> Teks yang Diberikan
YBAI: Film "Unearthing Muarajambi Temples" perkuat toleransi
Surabaya (ANTARA) - Young Buddhist Association Indonesia (YBAI) menilai film dokumenter berjudul "Unearthing Muarajambi Temples" yang disutradarai oleh Nia Dinata memperkuat toleransi antarumat beragama di Indonesia.
Ketua Harian YBA Indonesia Anthony Orodiputro dalam keterangannya di Surabaya, Jumat, menyampaikan terima kasih kepada Kementrian Pendidikan dan Kebudayaan Riset dan Teknologi Republik Indonesia (Kemendikbud Ristek) dan Kalyana Shira Foundation yang telah membuat film tersebut.
"Dengan adanya film itu, akhirnya sejarah agama Buddha di Bumi Nusantara ini mampu dimengerti dan diamalkan dalam kehidupan sehari-hari oleh penonton, khususnya para pemuda-pemudi," katanya.

> Data Entri

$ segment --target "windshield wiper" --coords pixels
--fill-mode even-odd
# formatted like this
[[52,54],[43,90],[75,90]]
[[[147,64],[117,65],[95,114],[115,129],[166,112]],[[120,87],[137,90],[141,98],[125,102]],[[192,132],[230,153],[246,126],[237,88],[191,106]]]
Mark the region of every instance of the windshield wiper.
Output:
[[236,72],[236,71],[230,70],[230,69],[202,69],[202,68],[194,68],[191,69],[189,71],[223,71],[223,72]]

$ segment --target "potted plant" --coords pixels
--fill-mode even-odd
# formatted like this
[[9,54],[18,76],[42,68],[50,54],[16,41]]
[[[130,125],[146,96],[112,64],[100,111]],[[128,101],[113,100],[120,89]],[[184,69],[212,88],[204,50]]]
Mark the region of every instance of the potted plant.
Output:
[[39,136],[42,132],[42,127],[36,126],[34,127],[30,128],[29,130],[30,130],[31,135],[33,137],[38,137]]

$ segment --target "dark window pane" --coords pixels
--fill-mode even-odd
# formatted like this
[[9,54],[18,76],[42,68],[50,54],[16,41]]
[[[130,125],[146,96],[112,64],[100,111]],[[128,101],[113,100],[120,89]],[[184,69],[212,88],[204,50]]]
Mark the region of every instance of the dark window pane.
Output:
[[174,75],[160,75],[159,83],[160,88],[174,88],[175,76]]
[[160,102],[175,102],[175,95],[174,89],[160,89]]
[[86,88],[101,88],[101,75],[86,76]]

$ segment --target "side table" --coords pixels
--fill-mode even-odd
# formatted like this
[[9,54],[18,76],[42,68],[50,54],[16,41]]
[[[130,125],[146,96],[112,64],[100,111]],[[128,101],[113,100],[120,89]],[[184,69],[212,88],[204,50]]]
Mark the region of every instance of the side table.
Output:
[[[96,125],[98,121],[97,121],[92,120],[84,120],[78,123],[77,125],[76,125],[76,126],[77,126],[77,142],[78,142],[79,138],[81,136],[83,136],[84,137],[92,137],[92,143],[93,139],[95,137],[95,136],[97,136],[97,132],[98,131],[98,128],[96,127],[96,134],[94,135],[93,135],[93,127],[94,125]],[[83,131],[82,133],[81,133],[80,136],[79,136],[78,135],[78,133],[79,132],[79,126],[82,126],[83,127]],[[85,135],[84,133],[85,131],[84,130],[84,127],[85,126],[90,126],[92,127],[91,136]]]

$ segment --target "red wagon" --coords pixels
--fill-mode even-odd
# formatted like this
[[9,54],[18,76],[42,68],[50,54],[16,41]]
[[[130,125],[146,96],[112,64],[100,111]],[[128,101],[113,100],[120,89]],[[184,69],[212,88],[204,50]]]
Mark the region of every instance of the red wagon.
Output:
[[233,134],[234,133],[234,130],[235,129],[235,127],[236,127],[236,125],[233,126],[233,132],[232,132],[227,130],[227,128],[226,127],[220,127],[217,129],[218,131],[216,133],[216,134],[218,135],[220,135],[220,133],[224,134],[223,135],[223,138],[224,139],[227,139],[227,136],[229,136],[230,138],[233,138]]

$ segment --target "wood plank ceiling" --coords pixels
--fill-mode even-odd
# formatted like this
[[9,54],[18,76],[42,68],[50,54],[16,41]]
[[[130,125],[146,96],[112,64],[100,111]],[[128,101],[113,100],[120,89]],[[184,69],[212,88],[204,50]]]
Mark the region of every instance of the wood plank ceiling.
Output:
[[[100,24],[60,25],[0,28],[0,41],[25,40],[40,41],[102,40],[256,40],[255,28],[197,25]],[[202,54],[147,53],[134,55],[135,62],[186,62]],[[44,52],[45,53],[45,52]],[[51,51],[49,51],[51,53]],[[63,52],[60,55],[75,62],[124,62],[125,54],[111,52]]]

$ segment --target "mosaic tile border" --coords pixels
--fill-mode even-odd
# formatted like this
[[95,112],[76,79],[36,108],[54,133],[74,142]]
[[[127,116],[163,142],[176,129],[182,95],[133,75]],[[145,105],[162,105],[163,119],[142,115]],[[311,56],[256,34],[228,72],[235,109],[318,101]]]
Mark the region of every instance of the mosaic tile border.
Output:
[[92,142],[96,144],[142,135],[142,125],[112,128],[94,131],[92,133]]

> Tugas 1
Tolong salin ulang kata demi kata bagian teks yang diberikan di antara "Ketua Harian YBA" dan "membuat film tersebut.", termasuk kedua batas itu.
> Tugas 2
Jawab pertanyaan berikut berdasarkan teks yang diberikan.
(a) Siapa sutradara film dokumenter "Unearthing Muarajambi Temples"?
(b) Di kota mana Anthony Orodiputro menyampaikan keterangannya?
(c) Dalam kutipan Anthony Orodiputro, penonton dari kalangan mana yang disebut secara khusus?
Entri di atas tidak berhubungan dengan teks yang diberikan.

> Jawaban 1
Ketua Harian YBA Indonesia Anthony Orodiputro dalam keterangannya di Surabaya, Jumat, menyampaikan terima kasih kepada Kementrian Pendidikan dan Kebudayaan Riset dan Teknologi Republik Indonesia (Kemendikbud Ristek) dan Kalyana Shira Foundation yang telah membuat film tersebut.

> Jawaban 2
(a) Nia Dinata
(b) Surabaya
(c) Para pemuda-pemudi